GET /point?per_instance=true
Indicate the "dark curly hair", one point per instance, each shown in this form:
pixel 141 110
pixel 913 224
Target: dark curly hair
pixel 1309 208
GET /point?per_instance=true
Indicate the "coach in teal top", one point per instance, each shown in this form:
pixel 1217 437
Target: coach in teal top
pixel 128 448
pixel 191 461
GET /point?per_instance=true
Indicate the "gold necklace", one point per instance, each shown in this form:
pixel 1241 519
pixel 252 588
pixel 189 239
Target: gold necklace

What the exercise asks:
Reproduce the records above with "Mark" substituted for every "Indicate", keeping everything else the same.

The result:
GET /point?per_instance=true
Mark the "dark curly hair", one point per instance, each shown in this form:
pixel 141 110
pixel 913 224
Target: dark curly hair
pixel 1309 208
GET /point?per_instance=true
Mark the "coach in teal top", one point per instance, each shown in this form:
pixel 1217 437
Target: coach in teal top
pixel 128 448
pixel 191 461
GET /point?per_instance=true
Mark the "gold necklace", one point per instance, each shown in this form:
pixel 1241 519
pixel 252 588
pixel 189 239
Target: gold necklace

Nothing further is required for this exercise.